··· Brano ···

Viticoltura eroica… perché proprio il nome Cà du Ferrà… quante cose ci incuriosiscono prima di questa partenza!

E allora, stavolta di domenica, partiamo alla volta di Bonassola, provincia di La Spezia, in Località San Giorgio. Nel 2000 inizia l’avventura dei genitori di Davide, la nostra guida di oggi; da un lavoro dedicato alle costruzioni e all’abbigliamento ad un certo punto i genitori decidono di cambiare vita e dedicarsi all’agricoltura. Acquistano così 4 parcelle enasce un’azienda agricolo/agrituristica che oggi è diventata Cà du Ferrà, azienda BIO certificata, ormai capitanata dal figlio Davide e da Giuseppe.

I terreni dell’azienda comprendono 4 ha frammentati, che racchiudono 11 vigneti diversi ad un’altezza che va dai 50 fino ai 400 mt s.l.m.

Restiamo subito affascinati dalla vista che ci si propone davanti; la baia di Bonassola, un vero “viaggio mediterraneo” come ama descriverla Davide. Da qui, nelle giornate più terse, gli occhi possono riconoscere la punta della Corsica, di Capraia, della Gorgona e dell’Isola d’Elba. Un “viaggio” dalla Toscana alla Francia passando per la Liguria. E lo stesso viaggio vale anche per i vitigni rossi coltivati che abbracciano tutte e tre le regioni: Sangiovese, Ciliegiolo, Vermentino Nero, Syrah, Merlot, Grenache.

··· Dati forniti ···

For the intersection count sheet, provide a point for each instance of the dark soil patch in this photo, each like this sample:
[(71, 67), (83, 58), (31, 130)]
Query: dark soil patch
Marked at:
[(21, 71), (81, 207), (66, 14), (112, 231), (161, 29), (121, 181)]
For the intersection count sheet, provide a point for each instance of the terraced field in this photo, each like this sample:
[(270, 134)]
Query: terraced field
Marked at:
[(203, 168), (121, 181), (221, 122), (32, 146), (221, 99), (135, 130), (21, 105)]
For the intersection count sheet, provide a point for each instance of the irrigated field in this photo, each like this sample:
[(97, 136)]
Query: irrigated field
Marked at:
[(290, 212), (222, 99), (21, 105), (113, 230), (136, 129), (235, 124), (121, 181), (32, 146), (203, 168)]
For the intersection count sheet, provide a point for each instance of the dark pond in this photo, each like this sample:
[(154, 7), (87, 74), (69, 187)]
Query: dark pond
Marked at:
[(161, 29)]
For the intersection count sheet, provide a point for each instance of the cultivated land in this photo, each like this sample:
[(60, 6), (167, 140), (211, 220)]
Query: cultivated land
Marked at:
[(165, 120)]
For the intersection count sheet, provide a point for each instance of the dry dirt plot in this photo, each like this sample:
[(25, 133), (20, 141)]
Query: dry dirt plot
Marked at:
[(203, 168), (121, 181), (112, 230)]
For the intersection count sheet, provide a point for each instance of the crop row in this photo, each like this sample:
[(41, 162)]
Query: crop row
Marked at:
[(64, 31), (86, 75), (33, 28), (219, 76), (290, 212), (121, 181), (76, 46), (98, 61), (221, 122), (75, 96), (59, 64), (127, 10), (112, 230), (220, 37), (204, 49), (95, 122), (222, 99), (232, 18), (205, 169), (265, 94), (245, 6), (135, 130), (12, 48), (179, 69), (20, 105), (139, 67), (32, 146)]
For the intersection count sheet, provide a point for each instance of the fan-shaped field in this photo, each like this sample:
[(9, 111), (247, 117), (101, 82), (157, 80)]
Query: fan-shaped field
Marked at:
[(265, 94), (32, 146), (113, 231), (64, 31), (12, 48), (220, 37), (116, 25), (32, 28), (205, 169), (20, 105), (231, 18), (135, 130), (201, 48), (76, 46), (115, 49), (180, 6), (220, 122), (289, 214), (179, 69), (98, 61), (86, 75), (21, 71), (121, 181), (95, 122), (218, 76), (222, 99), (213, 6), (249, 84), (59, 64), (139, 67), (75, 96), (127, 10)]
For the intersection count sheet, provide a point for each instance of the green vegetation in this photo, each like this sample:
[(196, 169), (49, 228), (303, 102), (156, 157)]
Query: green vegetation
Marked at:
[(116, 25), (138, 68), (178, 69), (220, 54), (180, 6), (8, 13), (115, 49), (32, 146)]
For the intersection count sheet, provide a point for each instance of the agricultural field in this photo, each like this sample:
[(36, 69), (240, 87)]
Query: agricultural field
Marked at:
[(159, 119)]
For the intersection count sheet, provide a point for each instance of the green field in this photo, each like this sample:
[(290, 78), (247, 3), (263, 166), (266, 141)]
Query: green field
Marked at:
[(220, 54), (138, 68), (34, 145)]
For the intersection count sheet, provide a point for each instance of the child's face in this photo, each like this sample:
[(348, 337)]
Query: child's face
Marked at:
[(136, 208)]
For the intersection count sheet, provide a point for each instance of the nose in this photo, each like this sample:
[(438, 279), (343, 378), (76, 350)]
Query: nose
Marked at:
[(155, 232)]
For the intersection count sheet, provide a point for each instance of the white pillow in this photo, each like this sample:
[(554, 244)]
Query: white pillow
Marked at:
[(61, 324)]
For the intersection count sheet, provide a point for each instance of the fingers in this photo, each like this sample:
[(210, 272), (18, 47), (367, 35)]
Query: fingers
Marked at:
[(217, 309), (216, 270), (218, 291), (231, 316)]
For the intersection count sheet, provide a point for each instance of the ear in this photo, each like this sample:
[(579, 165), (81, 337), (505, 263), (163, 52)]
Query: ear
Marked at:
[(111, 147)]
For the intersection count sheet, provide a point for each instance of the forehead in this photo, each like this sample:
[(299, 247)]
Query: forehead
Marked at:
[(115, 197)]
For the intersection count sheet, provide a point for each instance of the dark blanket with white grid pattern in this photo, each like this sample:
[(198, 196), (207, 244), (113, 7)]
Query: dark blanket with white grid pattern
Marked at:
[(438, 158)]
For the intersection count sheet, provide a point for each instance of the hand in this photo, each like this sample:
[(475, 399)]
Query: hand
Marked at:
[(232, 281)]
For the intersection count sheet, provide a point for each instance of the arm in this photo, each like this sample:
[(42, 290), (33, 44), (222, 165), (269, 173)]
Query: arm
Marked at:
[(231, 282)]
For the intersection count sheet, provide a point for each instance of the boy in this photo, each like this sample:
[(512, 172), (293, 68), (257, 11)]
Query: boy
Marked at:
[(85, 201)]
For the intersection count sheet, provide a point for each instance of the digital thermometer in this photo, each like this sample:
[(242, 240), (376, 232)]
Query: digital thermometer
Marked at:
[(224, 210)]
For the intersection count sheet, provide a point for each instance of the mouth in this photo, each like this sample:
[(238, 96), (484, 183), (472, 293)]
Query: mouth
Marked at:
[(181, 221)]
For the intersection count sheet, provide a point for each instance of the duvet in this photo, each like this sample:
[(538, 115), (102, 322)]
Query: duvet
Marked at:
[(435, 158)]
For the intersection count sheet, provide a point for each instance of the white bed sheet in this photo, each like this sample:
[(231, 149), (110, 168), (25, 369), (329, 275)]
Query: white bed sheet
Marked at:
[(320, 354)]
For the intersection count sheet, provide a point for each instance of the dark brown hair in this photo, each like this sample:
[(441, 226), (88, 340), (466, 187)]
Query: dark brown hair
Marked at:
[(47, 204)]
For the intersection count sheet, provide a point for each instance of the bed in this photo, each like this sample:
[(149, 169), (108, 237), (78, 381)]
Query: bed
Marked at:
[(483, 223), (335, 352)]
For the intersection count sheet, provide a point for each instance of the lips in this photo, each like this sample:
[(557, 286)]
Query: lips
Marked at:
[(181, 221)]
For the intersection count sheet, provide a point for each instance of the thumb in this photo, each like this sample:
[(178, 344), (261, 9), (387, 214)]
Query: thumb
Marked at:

···

- **Consegne**:
1) Secondo il brano, in quale anno ha inizio l'avventura dei genitori di Davide?
2) Stabilisca se ciascuna delle seguenti affermazioni concorda con il brano, rispondendo sì o no e citando le parole del testo che lo dimostrano: (a) i terreni dell'azienda racchiudono 11 vigneti diversi; (b) l'azienda si trova in provincia di Genova; (c) prima di dedicarsi all'agricoltura, i genitori di Davide lavoravano nella ristorazione.
3) Elenchi tutti i vitigni rossi coltivati che il brano nomina.

- **Risposte alle consegne**:
1) Nel 2000.

2)
(a) Sì: «che racchiudono 11 vigneti diversi».
(b) No: «Bonassola, provincia di La Spezia».
(c) No: «da un lavoro dedicato alle costruzioni e all’abbigliamento».

3) Sangiovese, Ciliegiolo, Vermentino Nero, Syrah, Merlot, Grenache.